## ABOUT THIS TASK
For the entries below, print exactly the lines between the line holding "Task: indicate the yellow" and the line holding "Task: indicate the arched", inclusive, and nothing else.

### DATA FOR THIS EXERCISE

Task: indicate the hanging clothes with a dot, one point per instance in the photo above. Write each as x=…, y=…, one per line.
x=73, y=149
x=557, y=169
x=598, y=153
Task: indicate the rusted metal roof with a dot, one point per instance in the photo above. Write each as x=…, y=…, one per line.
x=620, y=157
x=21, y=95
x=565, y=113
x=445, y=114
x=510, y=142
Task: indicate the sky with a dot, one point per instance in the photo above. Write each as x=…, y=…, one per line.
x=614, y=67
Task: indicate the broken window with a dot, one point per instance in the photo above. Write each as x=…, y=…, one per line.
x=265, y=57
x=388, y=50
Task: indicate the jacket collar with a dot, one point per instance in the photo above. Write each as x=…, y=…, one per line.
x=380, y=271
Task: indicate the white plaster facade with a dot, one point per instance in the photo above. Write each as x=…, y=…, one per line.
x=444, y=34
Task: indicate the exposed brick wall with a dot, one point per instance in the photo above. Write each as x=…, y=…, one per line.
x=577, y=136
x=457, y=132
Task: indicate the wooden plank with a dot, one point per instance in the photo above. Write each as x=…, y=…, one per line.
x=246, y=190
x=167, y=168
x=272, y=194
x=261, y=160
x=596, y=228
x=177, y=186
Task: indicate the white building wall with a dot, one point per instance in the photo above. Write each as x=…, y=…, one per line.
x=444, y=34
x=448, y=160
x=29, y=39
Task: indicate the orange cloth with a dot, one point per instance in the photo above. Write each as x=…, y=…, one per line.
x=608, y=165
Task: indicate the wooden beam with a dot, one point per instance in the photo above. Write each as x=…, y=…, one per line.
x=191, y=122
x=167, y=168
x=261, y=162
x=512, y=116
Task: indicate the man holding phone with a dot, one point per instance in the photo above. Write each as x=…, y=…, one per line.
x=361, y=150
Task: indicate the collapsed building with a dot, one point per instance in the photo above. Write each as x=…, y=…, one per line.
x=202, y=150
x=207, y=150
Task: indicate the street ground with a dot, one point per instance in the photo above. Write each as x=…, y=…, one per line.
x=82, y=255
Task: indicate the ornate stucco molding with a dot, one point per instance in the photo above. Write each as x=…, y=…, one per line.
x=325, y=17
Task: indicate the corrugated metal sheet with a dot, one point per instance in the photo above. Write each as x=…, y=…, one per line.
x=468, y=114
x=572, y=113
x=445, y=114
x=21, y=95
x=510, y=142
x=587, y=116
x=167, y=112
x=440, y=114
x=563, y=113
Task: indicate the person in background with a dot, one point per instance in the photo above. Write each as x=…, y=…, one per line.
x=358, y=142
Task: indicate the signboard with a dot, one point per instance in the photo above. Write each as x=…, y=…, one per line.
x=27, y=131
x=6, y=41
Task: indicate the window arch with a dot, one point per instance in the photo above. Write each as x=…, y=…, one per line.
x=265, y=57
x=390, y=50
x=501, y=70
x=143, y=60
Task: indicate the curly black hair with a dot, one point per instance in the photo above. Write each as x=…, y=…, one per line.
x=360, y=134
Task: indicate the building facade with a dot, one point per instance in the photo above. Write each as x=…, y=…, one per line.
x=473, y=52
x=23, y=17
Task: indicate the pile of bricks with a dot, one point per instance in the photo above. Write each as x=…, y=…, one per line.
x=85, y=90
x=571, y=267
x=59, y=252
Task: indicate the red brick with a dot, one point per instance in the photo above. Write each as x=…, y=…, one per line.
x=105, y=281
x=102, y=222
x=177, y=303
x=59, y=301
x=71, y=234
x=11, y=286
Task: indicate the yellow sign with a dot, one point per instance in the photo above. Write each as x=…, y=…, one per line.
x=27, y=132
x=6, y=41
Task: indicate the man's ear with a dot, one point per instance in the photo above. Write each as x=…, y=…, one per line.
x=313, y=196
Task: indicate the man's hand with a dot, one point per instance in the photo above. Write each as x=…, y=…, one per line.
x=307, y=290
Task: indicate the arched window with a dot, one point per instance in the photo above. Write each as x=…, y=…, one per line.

######
### DATA FOR THIS EXERCISE

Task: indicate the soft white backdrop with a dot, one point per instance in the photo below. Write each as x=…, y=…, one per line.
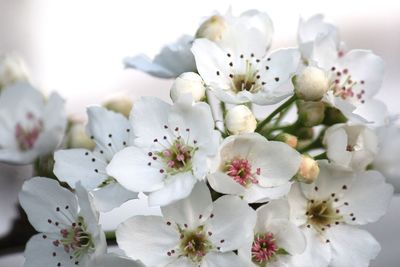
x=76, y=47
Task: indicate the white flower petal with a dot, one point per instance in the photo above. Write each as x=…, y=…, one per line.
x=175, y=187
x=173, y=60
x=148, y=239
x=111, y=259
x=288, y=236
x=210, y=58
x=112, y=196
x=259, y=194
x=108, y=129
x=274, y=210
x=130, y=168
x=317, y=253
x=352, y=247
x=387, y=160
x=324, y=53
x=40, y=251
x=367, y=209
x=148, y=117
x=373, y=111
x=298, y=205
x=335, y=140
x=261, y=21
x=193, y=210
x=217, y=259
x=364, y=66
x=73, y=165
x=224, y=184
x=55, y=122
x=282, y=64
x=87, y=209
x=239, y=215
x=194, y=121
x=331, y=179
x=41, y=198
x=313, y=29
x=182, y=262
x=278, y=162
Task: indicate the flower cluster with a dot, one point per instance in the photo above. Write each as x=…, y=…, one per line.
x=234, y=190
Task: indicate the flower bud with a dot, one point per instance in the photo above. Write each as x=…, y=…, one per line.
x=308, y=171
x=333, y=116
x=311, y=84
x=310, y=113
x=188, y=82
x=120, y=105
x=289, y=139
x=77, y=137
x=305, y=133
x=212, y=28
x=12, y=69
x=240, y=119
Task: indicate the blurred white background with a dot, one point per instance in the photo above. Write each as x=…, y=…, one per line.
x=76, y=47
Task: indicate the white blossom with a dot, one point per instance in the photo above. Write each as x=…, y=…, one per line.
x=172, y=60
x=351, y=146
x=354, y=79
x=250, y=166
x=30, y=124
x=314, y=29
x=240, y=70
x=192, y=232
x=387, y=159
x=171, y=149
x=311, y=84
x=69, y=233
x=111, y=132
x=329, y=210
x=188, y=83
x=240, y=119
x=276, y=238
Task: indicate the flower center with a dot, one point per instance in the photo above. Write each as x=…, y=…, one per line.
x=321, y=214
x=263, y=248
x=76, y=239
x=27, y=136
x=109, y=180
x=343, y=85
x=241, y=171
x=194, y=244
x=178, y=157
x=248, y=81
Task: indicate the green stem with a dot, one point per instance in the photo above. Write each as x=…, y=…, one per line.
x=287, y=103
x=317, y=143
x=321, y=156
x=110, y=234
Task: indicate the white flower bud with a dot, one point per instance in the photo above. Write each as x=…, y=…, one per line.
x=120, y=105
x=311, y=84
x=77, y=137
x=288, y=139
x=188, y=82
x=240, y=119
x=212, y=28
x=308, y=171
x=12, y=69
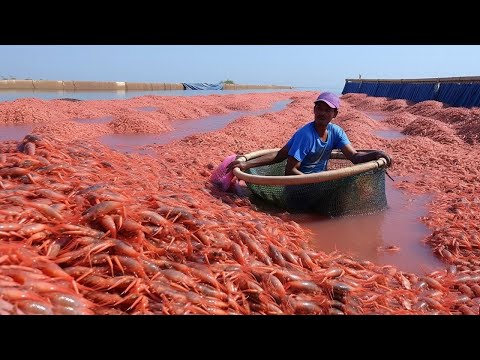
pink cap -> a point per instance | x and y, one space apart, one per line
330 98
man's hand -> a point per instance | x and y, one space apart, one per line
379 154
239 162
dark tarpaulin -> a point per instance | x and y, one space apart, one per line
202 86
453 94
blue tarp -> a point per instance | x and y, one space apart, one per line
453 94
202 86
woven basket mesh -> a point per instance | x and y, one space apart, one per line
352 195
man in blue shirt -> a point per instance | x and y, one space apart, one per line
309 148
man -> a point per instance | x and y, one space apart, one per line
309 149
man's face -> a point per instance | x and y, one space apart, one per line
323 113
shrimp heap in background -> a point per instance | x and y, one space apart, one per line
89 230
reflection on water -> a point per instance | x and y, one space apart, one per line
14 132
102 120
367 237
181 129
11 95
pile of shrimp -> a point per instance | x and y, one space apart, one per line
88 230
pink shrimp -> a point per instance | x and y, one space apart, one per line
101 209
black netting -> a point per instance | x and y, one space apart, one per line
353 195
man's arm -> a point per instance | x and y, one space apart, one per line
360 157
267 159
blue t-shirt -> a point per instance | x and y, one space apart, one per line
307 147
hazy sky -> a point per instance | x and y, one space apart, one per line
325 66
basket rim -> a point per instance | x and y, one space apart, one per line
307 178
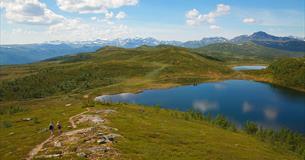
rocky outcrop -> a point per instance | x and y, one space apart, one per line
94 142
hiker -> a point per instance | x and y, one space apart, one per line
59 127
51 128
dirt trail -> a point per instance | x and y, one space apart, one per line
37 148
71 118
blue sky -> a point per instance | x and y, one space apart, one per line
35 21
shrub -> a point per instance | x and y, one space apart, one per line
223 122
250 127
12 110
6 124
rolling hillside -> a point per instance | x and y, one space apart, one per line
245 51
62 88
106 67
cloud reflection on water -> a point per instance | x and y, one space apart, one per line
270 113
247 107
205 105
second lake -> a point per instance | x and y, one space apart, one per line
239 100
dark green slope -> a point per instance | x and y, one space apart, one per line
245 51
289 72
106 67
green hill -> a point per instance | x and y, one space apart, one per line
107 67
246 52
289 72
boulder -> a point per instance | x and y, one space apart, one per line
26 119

######
### DATA FOR THIS EXERCISE

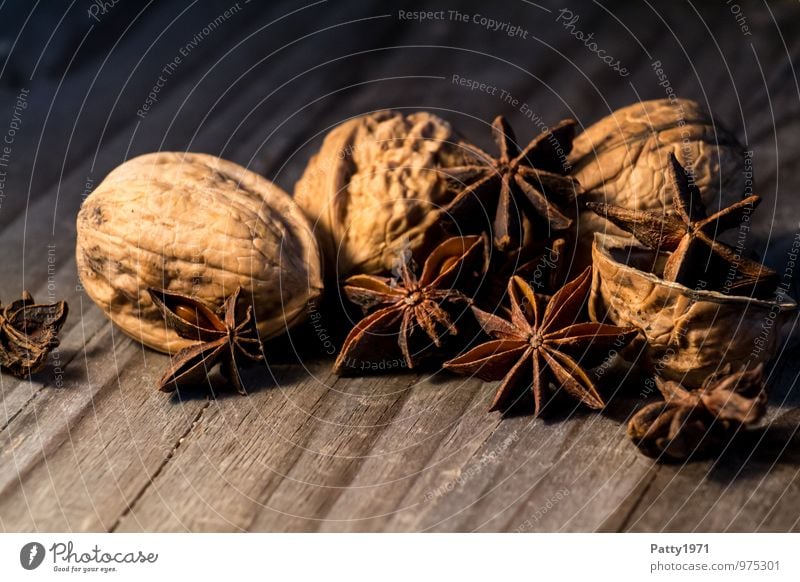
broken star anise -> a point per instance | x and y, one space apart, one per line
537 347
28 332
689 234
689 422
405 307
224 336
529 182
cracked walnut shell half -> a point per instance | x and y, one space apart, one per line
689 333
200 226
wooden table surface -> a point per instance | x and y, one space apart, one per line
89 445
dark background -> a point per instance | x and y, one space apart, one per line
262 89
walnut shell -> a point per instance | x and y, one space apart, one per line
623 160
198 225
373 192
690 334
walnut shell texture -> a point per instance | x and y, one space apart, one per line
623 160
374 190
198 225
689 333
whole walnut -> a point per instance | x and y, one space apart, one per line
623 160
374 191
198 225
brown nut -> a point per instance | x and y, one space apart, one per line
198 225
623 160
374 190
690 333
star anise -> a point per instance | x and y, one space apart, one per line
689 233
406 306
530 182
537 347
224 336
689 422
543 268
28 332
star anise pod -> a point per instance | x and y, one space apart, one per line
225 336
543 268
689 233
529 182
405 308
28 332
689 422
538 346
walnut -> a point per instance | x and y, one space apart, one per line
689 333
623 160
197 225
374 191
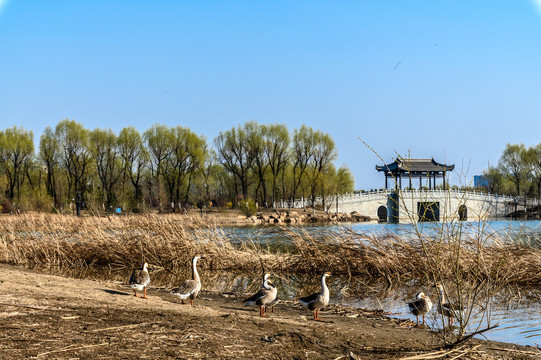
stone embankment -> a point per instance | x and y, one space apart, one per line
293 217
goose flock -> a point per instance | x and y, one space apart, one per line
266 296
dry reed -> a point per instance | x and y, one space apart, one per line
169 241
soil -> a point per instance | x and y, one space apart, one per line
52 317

######

## RESPONSE BOX
Task: indicate the yellow sign with a dot, one point per instance in the photo above. Write each as x=…, y=…, one per line.
x=27, y=132
x=6, y=41
Task: indicate the man's ear with a dot, one point per instance in the photo above. Write each as x=…, y=…, one per line.
x=313, y=196
Task: indicate the man's hand with a dot, one point per instance in the photo above. Write each as x=…, y=…, one per line.
x=307, y=290
Task: indicate the arched window with a dot, one point per instance in the photo above. Write each as x=…, y=…, one per line.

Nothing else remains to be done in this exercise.